■ EXERCICES ■
**A)** Répondez à ces questions d'après la critique du film :
(i) Quelles odeurs le film dégage-t-il ?
(ii) Quels torts le père fait-il subir à son fils ?
(iii) De quelle manière Gary tente-t-il d'aider son père ?
**B)** Recopiez sans modification, dans la critique du film, le passage allant de « Les deux personnages » jusqu'à « substitution en chemin. ».
─── TEXTE RETENU ───
Le film de David Gordon Green (dont le premier film, Mean Creek, sorti en 2004, était déjà un coup de maître) est un véritable coup de poing dans la gueule. Ce n’est pas un film facile, ni grand public. C’est sombre, violent, réaliste. Cela sent la sueur, l’alcool, le tabac et le sexe facile. C’est une véritable plongée dans l’autre Amérique, celle des pauvres et des perdants. Le rêve américain a viré au cauchemar et tous les personnages semblent vivre dans un Enfer perpétuel, sans aucun espoir d’en sortir. Pourtant, le film n’est pas misérabiliste. Le réalisateur possède un style ample et la beauté de ses images tranche avec la violence de son récit. C’est un film dont on ne sort pas indemne et qui laisse un sale goût dans la bouche.

Les deux personnages principaux de cette histoire sont complexes et très bien écrits. Le jeune Gary veut se sortir de la merde dans laquelle il croupit. Les rapports qu’il entretient avec son ivrogne de père sont ambigus. L’homme est violent, il cogne son fils et lui vole son argent. Pourtant, par moments, il arrive à être touchant voire drôle. Quant à Gary, il ne semble pas le haïr vraiment. Il est capable de cogner (il corrige facilement un type sur un pont) mais il ne fait rien contre son père. Pire (ou mieux), il essaye de l’aider en lui trouvant du travail. Ce garçon aime son père, malgré tout. Mais il va se trouver un père de substitution en chemin.
─── ENTRÉES RÉPERTORIÉES ───
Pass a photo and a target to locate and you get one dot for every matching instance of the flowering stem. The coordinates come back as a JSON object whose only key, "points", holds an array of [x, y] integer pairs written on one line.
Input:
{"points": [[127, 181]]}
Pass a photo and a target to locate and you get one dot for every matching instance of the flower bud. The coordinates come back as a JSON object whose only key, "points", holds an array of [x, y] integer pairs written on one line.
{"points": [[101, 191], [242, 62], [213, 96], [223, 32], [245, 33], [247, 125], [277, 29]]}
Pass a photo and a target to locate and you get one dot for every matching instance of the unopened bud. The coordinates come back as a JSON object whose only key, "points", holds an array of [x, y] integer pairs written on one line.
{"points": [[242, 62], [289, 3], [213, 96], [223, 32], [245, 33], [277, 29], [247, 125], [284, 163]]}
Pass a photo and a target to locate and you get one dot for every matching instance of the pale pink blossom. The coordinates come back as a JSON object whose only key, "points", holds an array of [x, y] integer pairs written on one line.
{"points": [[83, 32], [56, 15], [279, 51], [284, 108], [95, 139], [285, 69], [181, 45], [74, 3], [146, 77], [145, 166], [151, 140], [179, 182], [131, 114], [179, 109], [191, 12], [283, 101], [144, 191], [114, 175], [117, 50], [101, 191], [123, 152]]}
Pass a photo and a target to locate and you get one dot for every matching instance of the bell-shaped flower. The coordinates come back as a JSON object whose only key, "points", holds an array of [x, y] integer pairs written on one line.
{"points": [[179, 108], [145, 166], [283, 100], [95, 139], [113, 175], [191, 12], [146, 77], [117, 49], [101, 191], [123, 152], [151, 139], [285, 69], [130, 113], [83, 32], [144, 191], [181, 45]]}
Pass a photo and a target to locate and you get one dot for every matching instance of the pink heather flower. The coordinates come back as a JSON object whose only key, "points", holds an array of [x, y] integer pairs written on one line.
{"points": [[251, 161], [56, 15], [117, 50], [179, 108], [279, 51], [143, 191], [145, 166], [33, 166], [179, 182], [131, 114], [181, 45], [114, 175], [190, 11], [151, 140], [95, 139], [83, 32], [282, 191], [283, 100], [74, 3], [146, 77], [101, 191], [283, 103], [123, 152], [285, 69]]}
───
■ RÉPONSES PAR EXERCICE ■
**A)**
(i) La sueur, l'alcool, le tabac et le sexe facile.
(ii) Il le cogne et lui vole son argent.
(iii) En lui trouvant du travail.

**B)**
Les deux personnages principaux de cette histoire sont complexes et très bien écrits. Le jeune Gary veut se sortir de la merde dans laquelle il croupit. Les rapports qu’il entretient avec son ivrogne de père sont ambigus. L’homme est violent, il cogne son fils et lui vole son argent. Pourtant, par moments, il arrive à être touchant voire drôle. Quant à Gary, il ne semble pas le haïr vraiment. Il est capable de cogner (il corrige facilement un type sur un pont) mais il ne fait rien contre son père. Pire (ou mieux), il essaye de l’aider en lui trouvant du travail. Ce garçon aime son père, malgré tout. Mais il va se trouver un père de substitution en chemin.